** Begin MATERIAL PROVIDED **

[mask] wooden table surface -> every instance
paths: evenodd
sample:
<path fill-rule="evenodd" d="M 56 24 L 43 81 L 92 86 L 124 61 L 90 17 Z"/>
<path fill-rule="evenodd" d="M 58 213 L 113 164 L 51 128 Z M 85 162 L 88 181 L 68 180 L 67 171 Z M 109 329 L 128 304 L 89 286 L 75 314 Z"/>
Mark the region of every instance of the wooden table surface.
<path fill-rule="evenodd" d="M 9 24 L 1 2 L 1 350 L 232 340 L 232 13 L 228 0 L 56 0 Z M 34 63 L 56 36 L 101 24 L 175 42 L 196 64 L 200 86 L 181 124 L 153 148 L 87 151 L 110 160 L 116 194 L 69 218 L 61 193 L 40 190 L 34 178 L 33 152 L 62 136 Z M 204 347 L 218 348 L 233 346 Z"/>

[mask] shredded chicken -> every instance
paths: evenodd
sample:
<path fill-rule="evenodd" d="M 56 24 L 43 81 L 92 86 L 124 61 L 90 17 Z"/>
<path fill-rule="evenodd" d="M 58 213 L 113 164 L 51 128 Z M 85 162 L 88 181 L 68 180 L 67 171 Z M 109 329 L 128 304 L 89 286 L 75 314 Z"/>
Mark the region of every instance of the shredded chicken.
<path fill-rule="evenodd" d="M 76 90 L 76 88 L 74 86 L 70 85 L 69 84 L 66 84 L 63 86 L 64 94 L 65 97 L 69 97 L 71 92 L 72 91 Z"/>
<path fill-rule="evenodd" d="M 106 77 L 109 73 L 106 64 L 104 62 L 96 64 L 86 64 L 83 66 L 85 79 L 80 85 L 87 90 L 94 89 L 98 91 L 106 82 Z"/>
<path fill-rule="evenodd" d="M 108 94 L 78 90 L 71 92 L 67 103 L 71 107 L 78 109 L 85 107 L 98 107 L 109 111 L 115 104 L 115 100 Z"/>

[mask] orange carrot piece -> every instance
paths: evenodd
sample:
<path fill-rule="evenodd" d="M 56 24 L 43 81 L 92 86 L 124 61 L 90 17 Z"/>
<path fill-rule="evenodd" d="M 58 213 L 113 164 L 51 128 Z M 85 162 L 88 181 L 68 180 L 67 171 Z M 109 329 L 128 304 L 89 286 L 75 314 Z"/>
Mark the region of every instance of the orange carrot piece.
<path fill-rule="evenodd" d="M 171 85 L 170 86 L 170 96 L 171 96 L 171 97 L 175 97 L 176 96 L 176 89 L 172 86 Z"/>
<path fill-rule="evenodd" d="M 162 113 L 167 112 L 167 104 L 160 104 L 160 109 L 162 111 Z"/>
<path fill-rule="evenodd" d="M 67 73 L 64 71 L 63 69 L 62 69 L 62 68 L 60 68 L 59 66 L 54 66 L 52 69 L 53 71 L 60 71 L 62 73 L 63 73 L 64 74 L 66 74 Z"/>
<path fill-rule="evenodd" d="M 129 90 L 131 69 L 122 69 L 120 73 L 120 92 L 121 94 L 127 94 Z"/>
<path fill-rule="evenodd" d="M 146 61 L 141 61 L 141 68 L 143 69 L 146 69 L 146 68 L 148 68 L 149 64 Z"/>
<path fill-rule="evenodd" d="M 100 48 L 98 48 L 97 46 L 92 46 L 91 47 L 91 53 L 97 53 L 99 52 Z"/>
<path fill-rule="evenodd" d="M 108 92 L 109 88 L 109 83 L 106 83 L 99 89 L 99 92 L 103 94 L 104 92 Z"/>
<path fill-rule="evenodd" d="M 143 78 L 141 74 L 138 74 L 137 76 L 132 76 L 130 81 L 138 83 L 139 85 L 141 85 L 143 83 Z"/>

** End MATERIAL PROVIDED **

WHAT YOU HAVE TO DO —
From the entries above, pull out each line that contains the word "instance" and list those lines.

TASK RESPONSE —
[mask] wooden table surface -> every instance
Mark the region of every instance of the wooden table surface.
[mask] shredded chicken -> every instance
Mark the region of every instance of the shredded chicken.
[mask] orange carrot piece -> every instance
Mark the region of every instance of the orange carrot piece.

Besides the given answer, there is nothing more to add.